WHAT YOU NEED TO DO:
List each line in the records below that contains the string "rough". Case counts.

*** Opening of EXERCISE DATA ***

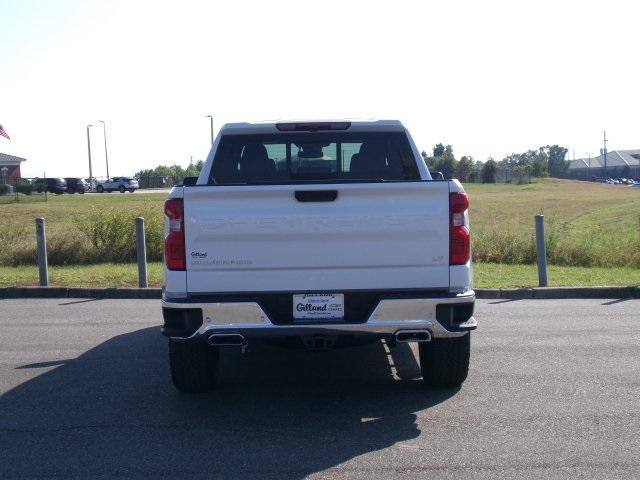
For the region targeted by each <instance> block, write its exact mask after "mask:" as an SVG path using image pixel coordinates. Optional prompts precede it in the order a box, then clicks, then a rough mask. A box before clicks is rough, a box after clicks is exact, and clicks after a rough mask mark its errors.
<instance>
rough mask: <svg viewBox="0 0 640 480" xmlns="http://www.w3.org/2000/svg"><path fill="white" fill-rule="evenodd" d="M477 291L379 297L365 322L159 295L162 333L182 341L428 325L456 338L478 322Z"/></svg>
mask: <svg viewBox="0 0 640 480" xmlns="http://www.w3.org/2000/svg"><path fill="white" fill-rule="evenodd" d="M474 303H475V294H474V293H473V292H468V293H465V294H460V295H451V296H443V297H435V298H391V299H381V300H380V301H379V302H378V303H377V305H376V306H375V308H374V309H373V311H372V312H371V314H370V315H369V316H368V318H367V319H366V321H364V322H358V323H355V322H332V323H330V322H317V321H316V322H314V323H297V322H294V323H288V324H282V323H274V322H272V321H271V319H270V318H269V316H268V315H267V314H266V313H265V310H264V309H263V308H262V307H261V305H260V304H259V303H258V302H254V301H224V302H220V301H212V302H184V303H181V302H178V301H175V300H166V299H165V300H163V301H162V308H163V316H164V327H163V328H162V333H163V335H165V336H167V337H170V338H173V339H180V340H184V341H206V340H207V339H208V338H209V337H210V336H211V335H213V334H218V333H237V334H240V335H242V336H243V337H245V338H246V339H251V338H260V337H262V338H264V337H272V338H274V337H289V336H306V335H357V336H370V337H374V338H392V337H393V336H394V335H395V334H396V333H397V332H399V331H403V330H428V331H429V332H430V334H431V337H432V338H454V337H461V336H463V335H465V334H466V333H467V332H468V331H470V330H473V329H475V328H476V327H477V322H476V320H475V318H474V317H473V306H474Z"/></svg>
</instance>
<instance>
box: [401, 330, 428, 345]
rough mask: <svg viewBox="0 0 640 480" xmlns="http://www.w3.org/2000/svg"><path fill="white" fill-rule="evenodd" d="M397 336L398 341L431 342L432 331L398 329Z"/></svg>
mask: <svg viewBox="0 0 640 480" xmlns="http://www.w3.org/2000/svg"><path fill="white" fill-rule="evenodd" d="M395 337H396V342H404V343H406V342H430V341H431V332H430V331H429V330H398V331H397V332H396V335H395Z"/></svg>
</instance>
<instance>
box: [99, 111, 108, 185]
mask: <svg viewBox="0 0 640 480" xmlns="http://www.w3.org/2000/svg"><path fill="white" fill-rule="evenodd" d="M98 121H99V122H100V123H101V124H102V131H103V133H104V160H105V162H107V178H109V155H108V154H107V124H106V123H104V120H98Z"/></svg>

*** Close of EXERCISE DATA ***

SOLUTION TO THIS TASK:
For the region targeted by each <instance> block, write its exact mask after "mask:" as an SVG path using image pixel coordinates. Optional prompts precede it in the order a box, then clicks, then a rough mask. A box before clicks is rough, a box after clicks is exact, and clicks after a rough mask mark its errors.
rough mask: <svg viewBox="0 0 640 480" xmlns="http://www.w3.org/2000/svg"><path fill="white" fill-rule="evenodd" d="M477 291L379 297L365 322L159 295L162 333L182 341L428 325L456 338L478 322Z"/></svg>
rough mask: <svg viewBox="0 0 640 480" xmlns="http://www.w3.org/2000/svg"><path fill="white" fill-rule="evenodd" d="M397 336L398 341L431 342L432 331L398 329Z"/></svg>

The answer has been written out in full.